Task directions
The lines of the records that include "this" should all be copied.

▬▬▬

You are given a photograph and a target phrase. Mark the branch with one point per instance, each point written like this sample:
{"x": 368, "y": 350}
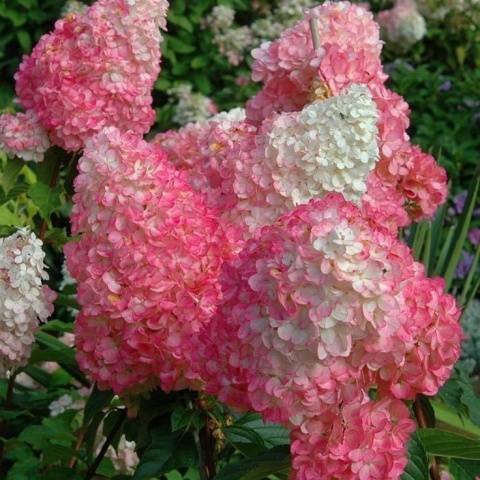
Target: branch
{"x": 93, "y": 468}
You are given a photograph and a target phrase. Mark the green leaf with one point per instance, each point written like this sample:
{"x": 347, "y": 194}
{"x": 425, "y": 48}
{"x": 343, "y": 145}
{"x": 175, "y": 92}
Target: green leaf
{"x": 97, "y": 401}
{"x": 157, "y": 455}
{"x": 468, "y": 281}
{"x": 447, "y": 444}
{"x": 276, "y": 460}
{"x": 46, "y": 198}
{"x": 180, "y": 46}
{"x": 181, "y": 21}
{"x": 417, "y": 468}
{"x": 162, "y": 84}
{"x": 242, "y": 434}
{"x": 199, "y": 62}
{"x": 464, "y": 469}
{"x": 183, "y": 417}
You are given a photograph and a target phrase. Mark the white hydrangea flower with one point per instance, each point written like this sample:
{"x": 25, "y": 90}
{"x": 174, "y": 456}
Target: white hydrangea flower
{"x": 24, "y": 301}
{"x": 329, "y": 146}
{"x": 220, "y": 19}
{"x": 75, "y": 7}
{"x": 229, "y": 118}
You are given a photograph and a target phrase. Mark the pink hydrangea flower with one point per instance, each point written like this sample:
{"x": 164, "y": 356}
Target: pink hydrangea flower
{"x": 23, "y": 136}
{"x": 94, "y": 70}
{"x": 318, "y": 305}
{"x": 294, "y": 74}
{"x": 147, "y": 264}
{"x": 360, "y": 441}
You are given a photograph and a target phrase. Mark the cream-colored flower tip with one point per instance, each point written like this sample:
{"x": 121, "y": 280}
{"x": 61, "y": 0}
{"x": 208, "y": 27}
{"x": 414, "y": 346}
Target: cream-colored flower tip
{"x": 24, "y": 301}
{"x": 330, "y": 146}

▬▬▬

Written response
You are given a photograph and a target phrase. Mark the branch with one point per instance, each point written like this sample:
You are given a photograph and a target phrase. Mark the green leaf with one point per instance, each point written like this sample:
You are given a photograph and a target phrase. Mark the white hydrangea flower with one point per instance, each point written like this sample:
You are given a photograph and a target phrase. Mark the pink hydrangea flower with one point per instance, each point written like this sample:
You are given a photograph and a target phrase. Mark the cream-colored flower tip with one point per instance, each point written like this sample:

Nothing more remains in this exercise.